> Tareas
a) Copia literalmente el tramo del fragmento sobre el milenarismo que empieza con las palabras que contienen "Son los cristianos que" y termina con "del milenarismo judaizante.".
b) Según el fragmento sobre el milenarismo, indica si cada afirmación es correcta y cita las palabras exactas del texto que lo deciden: (i) el primer grupo sostiene que lo aún no cumplido se cumplirá en el futuro; (ii) los cristianos del segundo grupo proceden del judaísmo; (iii) la doctrina del primer grupo recibe con precisión el nombre de milenarista.
c) ¿Qué palabras de San Pablo recoge el fragmento sobre el milenarismo?

> Fragmento del documento
□ □ □ □
Primer grupo: cristianos que esperan la futura plenitud del Reino mesiánico («milenaristas»)

Unos como el propio Tryfón, afirman que, lo que no se ha cumplido todavía, se cumplirá en el futuro, es decir, en los tiempos de que habla San Pablo: «Todo Israel será salvado».[6]

Son los cristianos que profesan la doctrina que en siglos posteriores y hasta hoy es calificada, imprecisamente, como milenarista.

Segundo grupo: Cristianos que niegan que haya que esperar aquella plenitud de Reino mesiánico unidos los «judíos» y los «gentiles» en la fe en Cristo (cristianos no «milenaristas»):

Éstos, aunque pertenecen al linaje de los cristianos, no parecen admitir esta sentencia recta y piadosa de la futura restauración de Israel, y la unidad de los gentiles con los judíos, anunciada y prometida. Son los cristianos venidos de la gentilidad que no comparten aquella esperanza y ven con recelo su afirmación cual si se tratase del milenarismo judaizante.
□ □ □ □
> Lista de registros
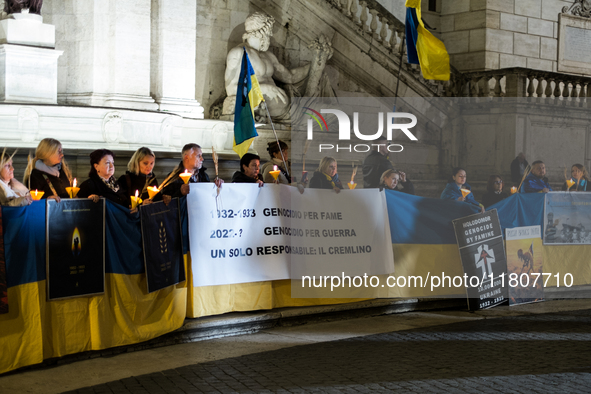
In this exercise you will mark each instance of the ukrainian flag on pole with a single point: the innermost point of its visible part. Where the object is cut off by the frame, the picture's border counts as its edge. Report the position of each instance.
(422, 47)
(248, 97)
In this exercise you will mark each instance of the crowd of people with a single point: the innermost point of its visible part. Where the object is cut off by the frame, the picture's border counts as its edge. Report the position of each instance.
(49, 173)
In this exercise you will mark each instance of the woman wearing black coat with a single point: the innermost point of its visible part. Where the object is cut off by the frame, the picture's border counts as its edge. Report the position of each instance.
(102, 183)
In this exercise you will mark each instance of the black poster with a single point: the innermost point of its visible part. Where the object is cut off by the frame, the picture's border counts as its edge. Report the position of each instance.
(482, 252)
(163, 248)
(3, 286)
(75, 248)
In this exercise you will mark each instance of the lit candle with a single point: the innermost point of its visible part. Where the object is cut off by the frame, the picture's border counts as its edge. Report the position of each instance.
(275, 173)
(135, 200)
(152, 191)
(37, 195)
(185, 176)
(73, 191)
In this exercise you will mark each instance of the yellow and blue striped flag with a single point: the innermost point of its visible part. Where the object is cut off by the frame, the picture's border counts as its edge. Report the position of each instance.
(422, 47)
(248, 97)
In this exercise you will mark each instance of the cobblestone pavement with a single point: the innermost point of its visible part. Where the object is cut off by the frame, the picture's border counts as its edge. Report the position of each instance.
(542, 353)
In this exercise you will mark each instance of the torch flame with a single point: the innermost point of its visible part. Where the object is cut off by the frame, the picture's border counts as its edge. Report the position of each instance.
(76, 243)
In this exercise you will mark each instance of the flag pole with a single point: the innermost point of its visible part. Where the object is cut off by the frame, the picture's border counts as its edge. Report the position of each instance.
(276, 138)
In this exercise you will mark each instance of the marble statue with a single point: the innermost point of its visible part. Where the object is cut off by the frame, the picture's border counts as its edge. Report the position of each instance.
(259, 29)
(16, 6)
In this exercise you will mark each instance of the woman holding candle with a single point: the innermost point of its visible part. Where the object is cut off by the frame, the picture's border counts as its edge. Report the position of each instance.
(390, 179)
(102, 183)
(139, 176)
(249, 170)
(12, 192)
(48, 171)
(457, 189)
(494, 191)
(279, 157)
(579, 180)
(326, 177)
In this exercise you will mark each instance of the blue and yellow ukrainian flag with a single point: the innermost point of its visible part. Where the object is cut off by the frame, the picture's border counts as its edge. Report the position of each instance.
(248, 97)
(422, 47)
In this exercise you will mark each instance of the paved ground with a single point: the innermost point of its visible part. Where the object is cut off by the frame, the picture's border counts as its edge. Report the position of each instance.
(536, 352)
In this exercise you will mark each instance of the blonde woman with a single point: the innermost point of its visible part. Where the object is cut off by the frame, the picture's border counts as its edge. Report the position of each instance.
(12, 192)
(48, 171)
(325, 176)
(139, 175)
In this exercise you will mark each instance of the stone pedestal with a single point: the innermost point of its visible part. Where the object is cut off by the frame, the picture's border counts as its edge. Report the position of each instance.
(28, 62)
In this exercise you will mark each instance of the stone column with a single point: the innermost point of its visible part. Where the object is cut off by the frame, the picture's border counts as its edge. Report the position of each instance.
(108, 52)
(173, 55)
(28, 60)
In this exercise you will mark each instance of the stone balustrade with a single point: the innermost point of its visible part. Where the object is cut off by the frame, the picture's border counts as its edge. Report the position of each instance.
(520, 82)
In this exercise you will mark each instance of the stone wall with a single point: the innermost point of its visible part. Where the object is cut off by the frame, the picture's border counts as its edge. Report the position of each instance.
(495, 34)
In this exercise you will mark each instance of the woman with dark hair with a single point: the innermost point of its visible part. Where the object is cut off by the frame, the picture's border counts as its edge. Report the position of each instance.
(390, 179)
(494, 191)
(326, 176)
(249, 170)
(580, 177)
(102, 183)
(279, 152)
(139, 175)
(457, 183)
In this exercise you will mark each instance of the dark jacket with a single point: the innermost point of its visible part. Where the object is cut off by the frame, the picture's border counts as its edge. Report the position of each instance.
(240, 177)
(407, 187)
(516, 175)
(374, 166)
(38, 182)
(533, 184)
(130, 182)
(322, 181)
(173, 188)
(491, 198)
(583, 186)
(95, 185)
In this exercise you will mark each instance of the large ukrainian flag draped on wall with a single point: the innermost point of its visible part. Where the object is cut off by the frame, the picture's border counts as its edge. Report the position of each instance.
(248, 97)
(422, 47)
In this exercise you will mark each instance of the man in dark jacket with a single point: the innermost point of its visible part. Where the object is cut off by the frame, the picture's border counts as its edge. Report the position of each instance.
(518, 167)
(376, 163)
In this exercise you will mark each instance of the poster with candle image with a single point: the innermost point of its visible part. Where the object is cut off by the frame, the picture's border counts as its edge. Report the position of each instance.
(3, 286)
(75, 248)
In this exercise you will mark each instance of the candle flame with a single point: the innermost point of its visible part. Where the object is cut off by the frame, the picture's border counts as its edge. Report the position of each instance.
(76, 243)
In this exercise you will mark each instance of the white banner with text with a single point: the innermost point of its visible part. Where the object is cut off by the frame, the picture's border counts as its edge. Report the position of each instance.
(251, 234)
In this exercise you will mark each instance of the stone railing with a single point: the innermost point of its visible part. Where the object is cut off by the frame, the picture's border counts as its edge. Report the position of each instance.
(521, 82)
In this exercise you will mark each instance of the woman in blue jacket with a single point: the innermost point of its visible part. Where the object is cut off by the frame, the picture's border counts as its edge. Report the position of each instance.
(453, 189)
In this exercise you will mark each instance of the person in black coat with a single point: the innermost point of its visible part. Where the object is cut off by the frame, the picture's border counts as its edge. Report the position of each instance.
(376, 163)
(390, 179)
(580, 179)
(139, 175)
(174, 186)
(518, 166)
(102, 183)
(48, 170)
(250, 166)
(494, 191)
(326, 177)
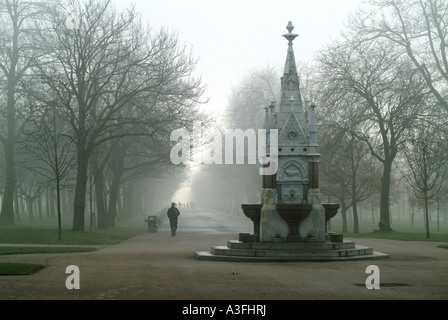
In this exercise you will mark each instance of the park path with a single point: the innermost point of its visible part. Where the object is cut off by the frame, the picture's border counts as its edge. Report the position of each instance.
(157, 266)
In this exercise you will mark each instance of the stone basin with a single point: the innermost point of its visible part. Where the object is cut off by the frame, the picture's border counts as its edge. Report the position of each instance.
(331, 209)
(253, 212)
(294, 214)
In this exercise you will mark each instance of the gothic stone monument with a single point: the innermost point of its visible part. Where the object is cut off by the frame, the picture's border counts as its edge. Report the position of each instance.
(290, 223)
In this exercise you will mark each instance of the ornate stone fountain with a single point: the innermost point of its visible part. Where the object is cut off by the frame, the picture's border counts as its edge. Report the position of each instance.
(290, 223)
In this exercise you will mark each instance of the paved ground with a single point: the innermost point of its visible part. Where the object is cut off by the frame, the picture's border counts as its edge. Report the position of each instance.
(158, 266)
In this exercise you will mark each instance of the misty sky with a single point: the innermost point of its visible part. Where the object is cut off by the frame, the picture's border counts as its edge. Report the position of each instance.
(232, 36)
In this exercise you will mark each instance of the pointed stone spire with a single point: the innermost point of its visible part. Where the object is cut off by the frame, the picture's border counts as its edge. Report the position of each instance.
(312, 129)
(290, 64)
(291, 99)
(272, 123)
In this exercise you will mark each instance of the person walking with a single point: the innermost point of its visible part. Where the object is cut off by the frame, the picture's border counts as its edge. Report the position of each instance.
(173, 213)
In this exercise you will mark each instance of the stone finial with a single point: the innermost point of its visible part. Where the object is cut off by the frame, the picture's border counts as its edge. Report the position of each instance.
(292, 100)
(290, 36)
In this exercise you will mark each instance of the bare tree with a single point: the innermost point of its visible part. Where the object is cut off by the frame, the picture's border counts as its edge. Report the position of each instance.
(426, 169)
(375, 95)
(16, 57)
(349, 172)
(420, 29)
(109, 63)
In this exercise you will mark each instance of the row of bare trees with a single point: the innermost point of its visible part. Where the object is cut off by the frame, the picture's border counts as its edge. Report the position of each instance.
(381, 91)
(89, 91)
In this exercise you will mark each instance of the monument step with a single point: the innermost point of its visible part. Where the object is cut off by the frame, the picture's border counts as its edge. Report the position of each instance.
(235, 244)
(233, 258)
(298, 252)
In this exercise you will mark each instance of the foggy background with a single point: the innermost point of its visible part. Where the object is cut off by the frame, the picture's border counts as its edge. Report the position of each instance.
(88, 104)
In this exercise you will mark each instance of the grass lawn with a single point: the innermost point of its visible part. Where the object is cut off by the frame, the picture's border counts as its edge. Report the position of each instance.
(44, 232)
(30, 250)
(401, 231)
(10, 269)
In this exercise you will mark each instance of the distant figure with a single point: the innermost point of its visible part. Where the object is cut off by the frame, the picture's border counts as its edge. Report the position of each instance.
(173, 213)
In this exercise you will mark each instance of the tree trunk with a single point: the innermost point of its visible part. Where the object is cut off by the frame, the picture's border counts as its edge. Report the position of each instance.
(426, 215)
(98, 175)
(355, 218)
(16, 205)
(79, 202)
(344, 216)
(384, 223)
(113, 197)
(30, 210)
(7, 214)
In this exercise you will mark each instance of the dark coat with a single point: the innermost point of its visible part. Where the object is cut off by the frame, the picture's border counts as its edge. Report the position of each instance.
(173, 213)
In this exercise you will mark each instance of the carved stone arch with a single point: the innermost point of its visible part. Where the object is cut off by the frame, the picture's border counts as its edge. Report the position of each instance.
(293, 170)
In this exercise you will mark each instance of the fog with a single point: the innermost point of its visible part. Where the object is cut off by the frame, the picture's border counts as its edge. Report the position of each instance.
(91, 94)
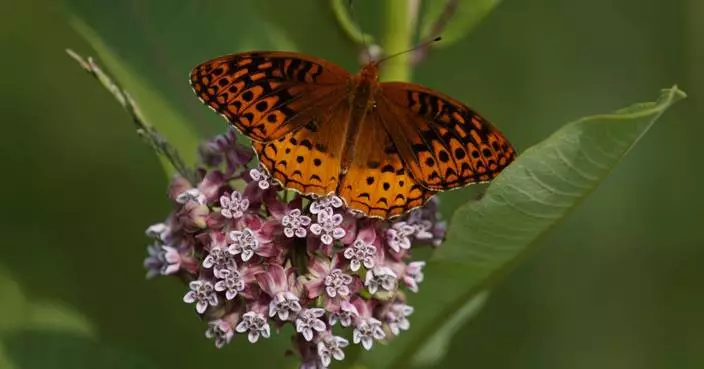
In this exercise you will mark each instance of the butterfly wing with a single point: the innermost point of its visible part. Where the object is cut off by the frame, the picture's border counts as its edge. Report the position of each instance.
(268, 94)
(443, 143)
(377, 182)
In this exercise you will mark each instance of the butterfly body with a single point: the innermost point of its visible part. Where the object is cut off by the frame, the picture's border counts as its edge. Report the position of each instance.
(384, 148)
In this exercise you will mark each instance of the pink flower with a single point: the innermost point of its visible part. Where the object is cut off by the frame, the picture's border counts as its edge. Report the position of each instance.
(261, 177)
(327, 226)
(309, 322)
(396, 317)
(202, 293)
(220, 331)
(254, 259)
(346, 315)
(234, 205)
(398, 237)
(413, 275)
(326, 278)
(162, 260)
(255, 324)
(279, 283)
(380, 277)
(363, 250)
(330, 347)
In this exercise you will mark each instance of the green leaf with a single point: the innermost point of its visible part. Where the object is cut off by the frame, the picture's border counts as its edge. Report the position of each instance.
(153, 107)
(527, 200)
(453, 18)
(59, 350)
(19, 313)
(435, 348)
(13, 308)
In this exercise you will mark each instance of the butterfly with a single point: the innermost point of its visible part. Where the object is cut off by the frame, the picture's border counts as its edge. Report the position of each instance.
(383, 148)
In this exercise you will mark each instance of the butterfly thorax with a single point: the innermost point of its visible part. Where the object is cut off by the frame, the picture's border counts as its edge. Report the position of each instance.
(363, 87)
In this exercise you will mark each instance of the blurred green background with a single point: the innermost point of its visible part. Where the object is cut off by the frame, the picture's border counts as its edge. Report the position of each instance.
(617, 285)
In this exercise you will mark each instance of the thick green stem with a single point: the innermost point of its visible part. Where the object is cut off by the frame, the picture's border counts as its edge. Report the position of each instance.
(396, 37)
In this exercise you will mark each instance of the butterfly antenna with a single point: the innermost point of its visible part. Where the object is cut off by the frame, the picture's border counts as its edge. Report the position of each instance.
(362, 36)
(417, 47)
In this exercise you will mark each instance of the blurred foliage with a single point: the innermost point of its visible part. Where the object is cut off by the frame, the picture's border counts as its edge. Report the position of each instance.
(616, 286)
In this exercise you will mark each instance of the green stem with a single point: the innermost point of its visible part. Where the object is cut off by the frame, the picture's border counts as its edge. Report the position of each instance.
(396, 37)
(348, 24)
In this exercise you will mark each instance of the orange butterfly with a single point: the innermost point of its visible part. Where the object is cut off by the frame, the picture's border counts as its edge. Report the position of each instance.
(384, 148)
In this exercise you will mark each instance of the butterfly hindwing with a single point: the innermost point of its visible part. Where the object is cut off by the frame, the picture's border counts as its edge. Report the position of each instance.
(308, 159)
(443, 143)
(377, 183)
(267, 95)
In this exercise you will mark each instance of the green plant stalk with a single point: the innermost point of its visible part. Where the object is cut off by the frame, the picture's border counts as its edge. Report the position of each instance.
(348, 25)
(396, 37)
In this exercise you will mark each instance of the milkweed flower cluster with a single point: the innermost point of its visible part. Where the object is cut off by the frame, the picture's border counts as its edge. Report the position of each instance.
(254, 260)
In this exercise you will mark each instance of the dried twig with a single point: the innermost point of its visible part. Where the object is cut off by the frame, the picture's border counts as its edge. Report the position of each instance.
(149, 133)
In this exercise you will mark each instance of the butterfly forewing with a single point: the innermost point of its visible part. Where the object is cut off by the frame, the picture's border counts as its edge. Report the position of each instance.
(443, 143)
(267, 95)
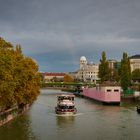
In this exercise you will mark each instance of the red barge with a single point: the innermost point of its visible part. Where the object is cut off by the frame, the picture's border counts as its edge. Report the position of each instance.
(104, 94)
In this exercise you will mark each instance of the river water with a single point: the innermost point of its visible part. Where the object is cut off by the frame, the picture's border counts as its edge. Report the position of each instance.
(92, 121)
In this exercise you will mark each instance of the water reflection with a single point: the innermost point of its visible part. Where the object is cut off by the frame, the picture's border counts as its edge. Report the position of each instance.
(17, 129)
(65, 121)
□ □ □ □
> Respuestas
a)
Son los cristianos que profesan la doctrina que en siglos posteriores y hasta hoy es calificada, imprecisamente, como milenarista.

Segundo grupo: Cristianos que niegan que haya que esperar aquella plenitud de Reino mesiánico unidos los «judíos» y los «gentiles» en la fe en Cristo (cristianos no «milenaristas»):

Éstos, aunque pertenecen al linaje de los cristianos, no parecen admitir esta sentencia recta y piadosa de la futura restauración de Israel, y la unidad de los gentiles con los judíos, anunciada y prometida. Son los cristianos venidos de la gentilidad que no comparten aquella esperanza y ven con recelo su afirmación cual si se tratase del milenarismo judaizante.

b)
(i) Sí: «lo que no se ha cumplido todavía, se cumplirá en el futuro».
(ii) No: «Son los cristianos venidos de la gentilidad».
(iii) No: «es calificada, imprecisamente, como milenarista».

c) «Todo Israel será salvado».